■ Some records
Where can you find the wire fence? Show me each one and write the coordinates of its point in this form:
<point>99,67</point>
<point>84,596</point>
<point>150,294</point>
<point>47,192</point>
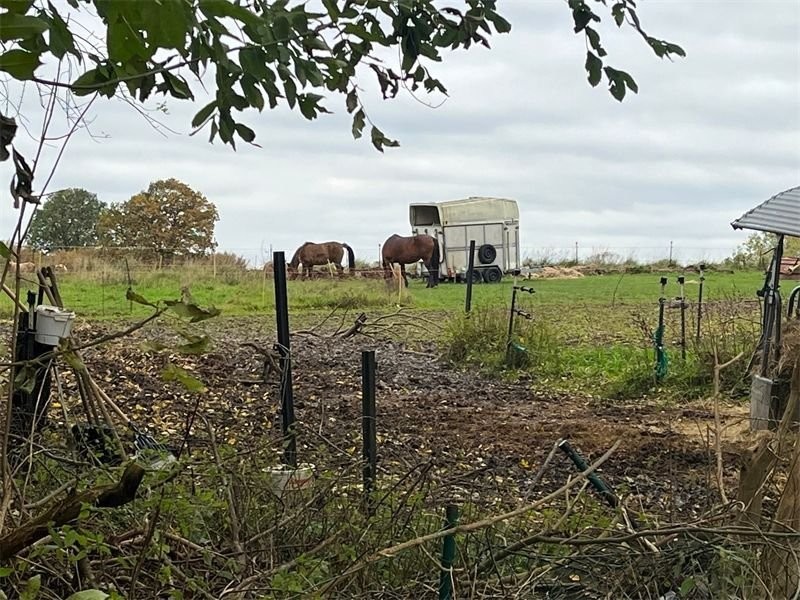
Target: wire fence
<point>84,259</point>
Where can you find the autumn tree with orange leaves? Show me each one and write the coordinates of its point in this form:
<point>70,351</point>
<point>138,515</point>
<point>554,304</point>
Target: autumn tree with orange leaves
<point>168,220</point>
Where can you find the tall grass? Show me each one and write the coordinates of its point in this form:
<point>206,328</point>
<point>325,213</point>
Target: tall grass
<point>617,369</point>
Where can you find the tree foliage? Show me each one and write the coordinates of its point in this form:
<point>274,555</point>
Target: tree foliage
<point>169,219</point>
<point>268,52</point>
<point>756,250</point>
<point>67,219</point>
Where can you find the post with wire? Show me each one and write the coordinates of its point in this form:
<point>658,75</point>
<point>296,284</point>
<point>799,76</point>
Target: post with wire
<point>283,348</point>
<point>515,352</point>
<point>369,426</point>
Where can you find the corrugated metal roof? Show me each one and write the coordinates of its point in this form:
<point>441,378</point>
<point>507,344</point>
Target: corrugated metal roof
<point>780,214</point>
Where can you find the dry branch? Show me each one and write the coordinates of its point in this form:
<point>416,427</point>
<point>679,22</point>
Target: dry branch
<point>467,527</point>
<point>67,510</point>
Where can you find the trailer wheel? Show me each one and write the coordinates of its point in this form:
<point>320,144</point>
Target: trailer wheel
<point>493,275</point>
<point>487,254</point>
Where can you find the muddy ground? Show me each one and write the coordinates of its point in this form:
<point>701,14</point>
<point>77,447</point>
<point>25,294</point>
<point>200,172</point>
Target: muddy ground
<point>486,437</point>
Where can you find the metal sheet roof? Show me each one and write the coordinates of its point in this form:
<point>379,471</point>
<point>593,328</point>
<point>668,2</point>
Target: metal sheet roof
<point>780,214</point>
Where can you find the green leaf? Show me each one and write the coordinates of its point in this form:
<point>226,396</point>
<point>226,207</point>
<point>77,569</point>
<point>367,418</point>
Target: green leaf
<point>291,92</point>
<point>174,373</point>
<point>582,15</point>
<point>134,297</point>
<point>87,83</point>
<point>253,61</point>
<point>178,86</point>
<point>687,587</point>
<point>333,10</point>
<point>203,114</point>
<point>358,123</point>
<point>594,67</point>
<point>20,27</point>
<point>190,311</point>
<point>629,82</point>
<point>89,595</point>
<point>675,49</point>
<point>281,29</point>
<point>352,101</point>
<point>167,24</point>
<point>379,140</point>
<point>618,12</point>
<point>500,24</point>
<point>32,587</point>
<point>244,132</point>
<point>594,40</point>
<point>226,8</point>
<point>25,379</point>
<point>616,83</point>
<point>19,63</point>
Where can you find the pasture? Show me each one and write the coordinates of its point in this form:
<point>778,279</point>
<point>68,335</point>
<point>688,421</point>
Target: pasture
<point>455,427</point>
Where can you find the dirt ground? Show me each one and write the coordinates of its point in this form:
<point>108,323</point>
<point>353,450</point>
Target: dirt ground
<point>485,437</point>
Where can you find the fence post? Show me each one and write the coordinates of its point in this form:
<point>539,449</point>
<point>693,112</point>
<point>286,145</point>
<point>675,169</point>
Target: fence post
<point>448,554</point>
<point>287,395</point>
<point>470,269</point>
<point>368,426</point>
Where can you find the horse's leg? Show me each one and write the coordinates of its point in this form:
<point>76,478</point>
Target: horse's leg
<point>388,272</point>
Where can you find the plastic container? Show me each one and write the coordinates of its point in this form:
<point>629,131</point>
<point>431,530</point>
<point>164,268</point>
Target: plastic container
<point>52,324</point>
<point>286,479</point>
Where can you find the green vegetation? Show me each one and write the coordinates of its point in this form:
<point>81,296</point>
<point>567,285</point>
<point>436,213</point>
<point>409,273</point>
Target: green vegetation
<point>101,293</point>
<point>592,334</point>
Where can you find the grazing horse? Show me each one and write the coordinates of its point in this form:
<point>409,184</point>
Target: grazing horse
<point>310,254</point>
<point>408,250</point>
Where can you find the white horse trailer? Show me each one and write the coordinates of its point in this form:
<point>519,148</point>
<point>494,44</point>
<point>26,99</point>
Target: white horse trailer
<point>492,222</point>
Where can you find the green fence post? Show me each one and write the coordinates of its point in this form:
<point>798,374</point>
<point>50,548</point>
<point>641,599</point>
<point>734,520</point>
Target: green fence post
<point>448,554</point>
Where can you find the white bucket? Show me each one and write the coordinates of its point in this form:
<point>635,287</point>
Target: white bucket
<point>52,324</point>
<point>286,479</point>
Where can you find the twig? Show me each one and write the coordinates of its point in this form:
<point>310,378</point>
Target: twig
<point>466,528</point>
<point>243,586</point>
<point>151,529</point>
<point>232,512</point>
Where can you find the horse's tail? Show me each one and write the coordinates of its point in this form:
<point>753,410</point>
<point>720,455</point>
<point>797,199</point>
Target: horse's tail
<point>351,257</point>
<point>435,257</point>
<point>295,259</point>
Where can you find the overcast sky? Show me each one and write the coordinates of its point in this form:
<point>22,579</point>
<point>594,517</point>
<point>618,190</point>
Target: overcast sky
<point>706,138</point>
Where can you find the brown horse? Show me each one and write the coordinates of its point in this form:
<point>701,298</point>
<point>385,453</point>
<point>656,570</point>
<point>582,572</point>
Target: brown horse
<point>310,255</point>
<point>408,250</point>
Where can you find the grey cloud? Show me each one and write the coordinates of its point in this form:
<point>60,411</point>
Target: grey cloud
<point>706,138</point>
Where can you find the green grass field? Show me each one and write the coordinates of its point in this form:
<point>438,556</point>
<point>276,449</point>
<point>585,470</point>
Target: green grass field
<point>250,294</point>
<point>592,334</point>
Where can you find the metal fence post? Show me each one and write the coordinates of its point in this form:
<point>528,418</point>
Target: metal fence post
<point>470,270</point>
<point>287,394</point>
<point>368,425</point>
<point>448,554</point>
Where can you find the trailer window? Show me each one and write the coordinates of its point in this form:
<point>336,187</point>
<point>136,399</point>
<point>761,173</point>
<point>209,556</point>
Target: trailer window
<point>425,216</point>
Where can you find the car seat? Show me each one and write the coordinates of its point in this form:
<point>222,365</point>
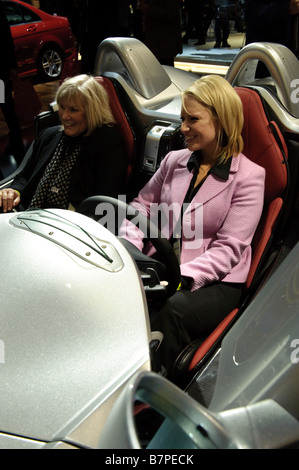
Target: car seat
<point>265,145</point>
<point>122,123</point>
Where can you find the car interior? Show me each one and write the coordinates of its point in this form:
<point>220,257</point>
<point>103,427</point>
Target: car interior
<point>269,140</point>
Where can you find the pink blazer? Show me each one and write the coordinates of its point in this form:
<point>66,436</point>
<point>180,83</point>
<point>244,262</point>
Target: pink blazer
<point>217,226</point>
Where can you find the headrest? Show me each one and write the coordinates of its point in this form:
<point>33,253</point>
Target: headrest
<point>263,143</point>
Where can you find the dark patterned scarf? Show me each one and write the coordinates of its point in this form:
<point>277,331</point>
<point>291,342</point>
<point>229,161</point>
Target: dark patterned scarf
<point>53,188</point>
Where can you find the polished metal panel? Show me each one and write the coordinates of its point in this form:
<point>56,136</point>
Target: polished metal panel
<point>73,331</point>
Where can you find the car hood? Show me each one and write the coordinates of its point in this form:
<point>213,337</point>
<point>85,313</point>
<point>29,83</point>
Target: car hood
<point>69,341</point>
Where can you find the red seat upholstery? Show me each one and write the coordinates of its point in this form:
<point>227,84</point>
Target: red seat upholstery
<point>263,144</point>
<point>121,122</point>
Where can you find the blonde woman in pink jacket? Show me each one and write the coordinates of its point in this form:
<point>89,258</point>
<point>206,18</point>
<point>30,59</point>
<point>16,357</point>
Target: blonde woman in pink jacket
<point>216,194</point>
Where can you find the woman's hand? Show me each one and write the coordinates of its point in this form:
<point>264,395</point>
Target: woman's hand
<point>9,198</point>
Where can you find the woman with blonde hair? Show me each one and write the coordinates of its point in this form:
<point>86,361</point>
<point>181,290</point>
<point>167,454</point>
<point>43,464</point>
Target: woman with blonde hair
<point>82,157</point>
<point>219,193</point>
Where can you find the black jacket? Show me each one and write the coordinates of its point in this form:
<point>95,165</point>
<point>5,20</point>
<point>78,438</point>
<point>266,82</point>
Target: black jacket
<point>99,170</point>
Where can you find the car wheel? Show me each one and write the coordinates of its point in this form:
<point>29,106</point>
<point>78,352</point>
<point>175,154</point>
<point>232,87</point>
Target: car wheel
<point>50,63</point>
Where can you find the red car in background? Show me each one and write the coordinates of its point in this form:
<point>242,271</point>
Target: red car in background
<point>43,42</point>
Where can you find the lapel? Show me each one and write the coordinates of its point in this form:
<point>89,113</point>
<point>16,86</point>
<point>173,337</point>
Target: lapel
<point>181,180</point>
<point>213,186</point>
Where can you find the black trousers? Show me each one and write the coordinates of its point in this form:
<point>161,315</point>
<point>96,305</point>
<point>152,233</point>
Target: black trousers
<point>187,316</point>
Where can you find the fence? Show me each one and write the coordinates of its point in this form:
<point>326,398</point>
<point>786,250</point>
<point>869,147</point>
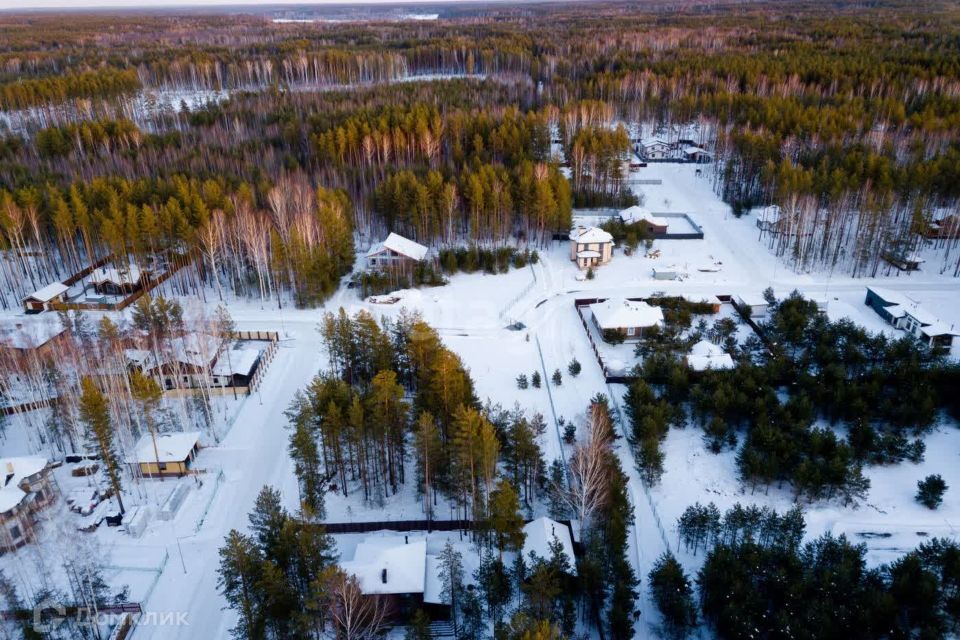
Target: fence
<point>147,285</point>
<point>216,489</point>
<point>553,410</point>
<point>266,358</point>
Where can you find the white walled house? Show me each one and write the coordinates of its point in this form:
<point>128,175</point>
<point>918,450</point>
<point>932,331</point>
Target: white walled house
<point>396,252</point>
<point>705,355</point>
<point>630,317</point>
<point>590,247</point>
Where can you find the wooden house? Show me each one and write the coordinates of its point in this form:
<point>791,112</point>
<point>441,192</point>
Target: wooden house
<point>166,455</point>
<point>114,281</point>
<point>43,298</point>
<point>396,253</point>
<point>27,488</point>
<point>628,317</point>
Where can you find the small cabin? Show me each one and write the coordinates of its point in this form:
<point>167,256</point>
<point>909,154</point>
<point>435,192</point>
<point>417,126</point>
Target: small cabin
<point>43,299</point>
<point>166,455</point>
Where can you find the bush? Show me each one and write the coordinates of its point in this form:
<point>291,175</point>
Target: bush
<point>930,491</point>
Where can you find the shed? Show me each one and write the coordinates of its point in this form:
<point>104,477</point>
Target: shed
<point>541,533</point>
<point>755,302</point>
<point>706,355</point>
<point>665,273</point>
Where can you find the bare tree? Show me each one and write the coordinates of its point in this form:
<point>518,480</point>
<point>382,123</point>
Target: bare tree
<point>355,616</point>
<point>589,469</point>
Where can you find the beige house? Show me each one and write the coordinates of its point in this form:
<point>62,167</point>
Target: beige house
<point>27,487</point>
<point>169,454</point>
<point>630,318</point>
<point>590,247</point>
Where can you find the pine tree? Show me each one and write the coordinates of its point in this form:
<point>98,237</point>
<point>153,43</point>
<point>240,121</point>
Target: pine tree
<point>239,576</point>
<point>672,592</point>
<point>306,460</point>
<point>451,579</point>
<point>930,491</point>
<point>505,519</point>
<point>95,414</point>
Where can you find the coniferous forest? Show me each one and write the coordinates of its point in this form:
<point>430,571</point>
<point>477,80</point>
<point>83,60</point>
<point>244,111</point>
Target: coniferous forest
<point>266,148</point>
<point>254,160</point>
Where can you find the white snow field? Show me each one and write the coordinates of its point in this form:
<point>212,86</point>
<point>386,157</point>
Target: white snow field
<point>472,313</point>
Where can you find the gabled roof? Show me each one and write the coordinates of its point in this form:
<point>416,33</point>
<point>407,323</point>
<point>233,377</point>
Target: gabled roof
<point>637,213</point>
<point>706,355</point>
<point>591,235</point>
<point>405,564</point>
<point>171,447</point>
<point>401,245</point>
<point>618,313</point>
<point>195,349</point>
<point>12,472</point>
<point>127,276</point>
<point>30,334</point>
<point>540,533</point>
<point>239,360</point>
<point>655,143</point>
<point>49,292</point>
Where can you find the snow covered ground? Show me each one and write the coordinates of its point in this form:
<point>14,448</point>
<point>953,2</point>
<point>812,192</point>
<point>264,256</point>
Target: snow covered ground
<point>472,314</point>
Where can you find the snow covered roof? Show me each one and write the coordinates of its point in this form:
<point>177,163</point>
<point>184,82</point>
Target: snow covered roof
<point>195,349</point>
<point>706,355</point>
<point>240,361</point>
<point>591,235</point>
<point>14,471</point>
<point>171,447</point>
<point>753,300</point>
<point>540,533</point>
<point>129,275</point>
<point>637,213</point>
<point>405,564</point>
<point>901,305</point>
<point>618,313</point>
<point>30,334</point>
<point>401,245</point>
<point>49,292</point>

■ Written exercise
Please write out the lines of the listing again, starting with the line that contains "Where can you find the car hood?" and going on through the line that contains "<point>121,122</point>". Shift every number in the answer coordinates up by 104 and leave all other lines unchanged.

■ Solution
Where can you find the car hood? Show me each one and write the coordinates of its point in this form:
<point>213,337</point>
<point>85,313</point>
<point>29,83</point>
Target: car hood
<point>173,445</point>
Where can you find the red seat upholstery? Show me each one and write the coordinates of its point in this form:
<point>227,84</point>
Target: red seat upholstery
<point>367,248</point>
<point>225,226</point>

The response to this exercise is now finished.